**PROVIDED RECORDS**
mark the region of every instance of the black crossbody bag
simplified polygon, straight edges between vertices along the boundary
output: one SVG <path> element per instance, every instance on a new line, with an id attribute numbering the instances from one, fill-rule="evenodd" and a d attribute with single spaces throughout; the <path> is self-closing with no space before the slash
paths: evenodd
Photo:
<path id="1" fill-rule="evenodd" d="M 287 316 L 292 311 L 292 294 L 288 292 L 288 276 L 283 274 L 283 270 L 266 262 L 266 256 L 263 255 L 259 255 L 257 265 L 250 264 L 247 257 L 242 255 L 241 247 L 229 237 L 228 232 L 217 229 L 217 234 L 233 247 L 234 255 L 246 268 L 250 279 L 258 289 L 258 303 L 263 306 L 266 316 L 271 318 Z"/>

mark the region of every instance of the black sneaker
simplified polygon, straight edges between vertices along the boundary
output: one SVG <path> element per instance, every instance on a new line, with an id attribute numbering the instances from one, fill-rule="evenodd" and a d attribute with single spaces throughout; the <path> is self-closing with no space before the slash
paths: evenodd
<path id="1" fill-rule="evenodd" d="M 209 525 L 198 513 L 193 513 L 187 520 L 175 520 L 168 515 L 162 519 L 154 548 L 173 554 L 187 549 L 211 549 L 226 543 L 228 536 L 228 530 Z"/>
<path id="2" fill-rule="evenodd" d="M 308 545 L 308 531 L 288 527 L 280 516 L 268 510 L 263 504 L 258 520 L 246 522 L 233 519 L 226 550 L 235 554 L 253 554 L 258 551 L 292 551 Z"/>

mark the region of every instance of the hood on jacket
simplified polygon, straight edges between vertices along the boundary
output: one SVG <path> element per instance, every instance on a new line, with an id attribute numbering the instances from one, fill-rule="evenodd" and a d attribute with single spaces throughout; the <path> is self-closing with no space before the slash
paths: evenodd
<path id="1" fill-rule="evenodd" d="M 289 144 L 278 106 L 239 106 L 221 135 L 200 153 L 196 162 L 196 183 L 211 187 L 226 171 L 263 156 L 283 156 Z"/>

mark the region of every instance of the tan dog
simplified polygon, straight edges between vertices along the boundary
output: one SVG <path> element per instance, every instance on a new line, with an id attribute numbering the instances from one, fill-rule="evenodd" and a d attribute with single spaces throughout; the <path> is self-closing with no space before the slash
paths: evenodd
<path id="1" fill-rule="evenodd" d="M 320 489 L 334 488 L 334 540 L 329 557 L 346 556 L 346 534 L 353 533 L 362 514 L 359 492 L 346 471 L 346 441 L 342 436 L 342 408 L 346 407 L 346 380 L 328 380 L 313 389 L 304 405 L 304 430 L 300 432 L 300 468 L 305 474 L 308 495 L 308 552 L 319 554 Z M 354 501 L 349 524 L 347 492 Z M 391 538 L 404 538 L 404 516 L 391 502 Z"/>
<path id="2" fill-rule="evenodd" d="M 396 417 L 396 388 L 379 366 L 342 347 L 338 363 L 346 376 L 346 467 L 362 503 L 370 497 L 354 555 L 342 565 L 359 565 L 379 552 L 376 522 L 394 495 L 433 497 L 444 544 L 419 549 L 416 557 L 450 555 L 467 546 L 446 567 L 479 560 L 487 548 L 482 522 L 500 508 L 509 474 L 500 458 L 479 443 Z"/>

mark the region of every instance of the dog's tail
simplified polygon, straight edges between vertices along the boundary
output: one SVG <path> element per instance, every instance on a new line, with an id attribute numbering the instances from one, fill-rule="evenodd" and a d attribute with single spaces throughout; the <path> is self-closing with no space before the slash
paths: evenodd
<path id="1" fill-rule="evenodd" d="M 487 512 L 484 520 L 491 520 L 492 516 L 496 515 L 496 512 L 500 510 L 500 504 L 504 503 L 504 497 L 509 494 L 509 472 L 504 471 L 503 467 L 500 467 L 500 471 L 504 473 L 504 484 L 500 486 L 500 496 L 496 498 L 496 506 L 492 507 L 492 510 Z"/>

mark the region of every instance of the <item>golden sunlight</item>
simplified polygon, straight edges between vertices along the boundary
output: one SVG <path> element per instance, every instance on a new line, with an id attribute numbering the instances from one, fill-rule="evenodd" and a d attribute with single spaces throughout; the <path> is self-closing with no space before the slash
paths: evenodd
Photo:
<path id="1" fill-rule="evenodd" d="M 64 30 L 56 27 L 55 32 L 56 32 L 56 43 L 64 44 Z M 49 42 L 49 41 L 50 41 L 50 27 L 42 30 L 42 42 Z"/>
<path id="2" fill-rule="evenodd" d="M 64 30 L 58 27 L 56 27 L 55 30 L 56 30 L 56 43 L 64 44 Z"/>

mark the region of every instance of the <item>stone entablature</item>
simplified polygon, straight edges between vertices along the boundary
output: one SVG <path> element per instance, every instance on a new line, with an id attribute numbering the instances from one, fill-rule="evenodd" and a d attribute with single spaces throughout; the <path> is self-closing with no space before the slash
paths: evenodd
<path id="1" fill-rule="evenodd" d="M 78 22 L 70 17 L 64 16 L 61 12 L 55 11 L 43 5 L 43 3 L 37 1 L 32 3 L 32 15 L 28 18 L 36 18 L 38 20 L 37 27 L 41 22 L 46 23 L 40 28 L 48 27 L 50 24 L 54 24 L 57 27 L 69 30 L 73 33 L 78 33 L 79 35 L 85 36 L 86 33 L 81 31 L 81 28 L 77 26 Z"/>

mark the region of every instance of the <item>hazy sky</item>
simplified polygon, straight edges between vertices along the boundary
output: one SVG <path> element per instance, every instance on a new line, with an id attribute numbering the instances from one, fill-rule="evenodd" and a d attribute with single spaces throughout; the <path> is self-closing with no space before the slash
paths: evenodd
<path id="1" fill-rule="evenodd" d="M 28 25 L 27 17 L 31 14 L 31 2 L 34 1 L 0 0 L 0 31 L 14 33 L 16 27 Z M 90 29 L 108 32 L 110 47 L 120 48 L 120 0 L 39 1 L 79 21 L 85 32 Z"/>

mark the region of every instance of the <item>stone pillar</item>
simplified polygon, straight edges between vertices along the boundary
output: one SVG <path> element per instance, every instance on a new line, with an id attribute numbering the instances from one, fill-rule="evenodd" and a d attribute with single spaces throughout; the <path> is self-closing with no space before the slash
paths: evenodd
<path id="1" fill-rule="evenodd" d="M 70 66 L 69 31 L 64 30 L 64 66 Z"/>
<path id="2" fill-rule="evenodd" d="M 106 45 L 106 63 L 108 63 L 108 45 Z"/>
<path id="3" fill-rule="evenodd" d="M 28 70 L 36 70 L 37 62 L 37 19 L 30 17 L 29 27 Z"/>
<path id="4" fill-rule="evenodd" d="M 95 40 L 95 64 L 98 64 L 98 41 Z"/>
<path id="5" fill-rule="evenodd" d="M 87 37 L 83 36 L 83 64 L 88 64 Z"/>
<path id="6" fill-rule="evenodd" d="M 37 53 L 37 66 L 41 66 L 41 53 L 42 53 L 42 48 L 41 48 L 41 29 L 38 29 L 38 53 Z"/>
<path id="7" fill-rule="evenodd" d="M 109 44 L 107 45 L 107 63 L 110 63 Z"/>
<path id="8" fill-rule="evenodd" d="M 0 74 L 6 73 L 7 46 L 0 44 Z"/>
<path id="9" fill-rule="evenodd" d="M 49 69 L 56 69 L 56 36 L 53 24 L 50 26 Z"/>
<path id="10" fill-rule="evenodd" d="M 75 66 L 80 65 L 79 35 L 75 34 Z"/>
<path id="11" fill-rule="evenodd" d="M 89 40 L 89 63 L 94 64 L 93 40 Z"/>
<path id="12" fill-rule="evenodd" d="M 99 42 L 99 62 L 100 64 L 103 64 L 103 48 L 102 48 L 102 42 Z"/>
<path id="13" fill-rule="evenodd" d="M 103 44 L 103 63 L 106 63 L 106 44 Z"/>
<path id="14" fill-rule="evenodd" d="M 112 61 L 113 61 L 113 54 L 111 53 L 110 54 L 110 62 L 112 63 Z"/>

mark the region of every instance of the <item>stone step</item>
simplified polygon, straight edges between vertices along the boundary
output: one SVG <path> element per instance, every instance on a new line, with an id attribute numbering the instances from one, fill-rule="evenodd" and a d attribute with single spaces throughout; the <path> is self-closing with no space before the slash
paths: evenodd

**TASK DESCRIPTION**
Rewrite the rows starting with the line that contains "the <item>stone entablature</item>" and going on through the line that contains "78 22 L 70 17", substituting "approximate polygon" for "simplified polygon" and keeping all else unchanged. Give only those lines.

**OUTPUT OF THE EXERCISE**
mark the region of every instance of the <item>stone entablature</item>
approximate polygon, straight edges between vertices along the boundary
output: one SVG <path> element per instance, every instance on a new line, with an id attribute numbering the instances from one, fill-rule="evenodd" and a d attribute with single spaces throughout; the <path> is self-closing with no space before the slash
paths: evenodd
<path id="1" fill-rule="evenodd" d="M 78 22 L 70 17 L 64 16 L 61 12 L 55 11 L 43 5 L 43 3 L 37 1 L 32 3 L 32 15 L 28 18 L 36 18 L 38 20 L 37 27 L 41 22 L 46 23 L 40 28 L 48 27 L 50 24 L 54 24 L 57 27 L 69 30 L 73 33 L 78 33 L 79 35 L 85 36 L 86 33 L 81 31 L 81 28 L 77 26 Z"/>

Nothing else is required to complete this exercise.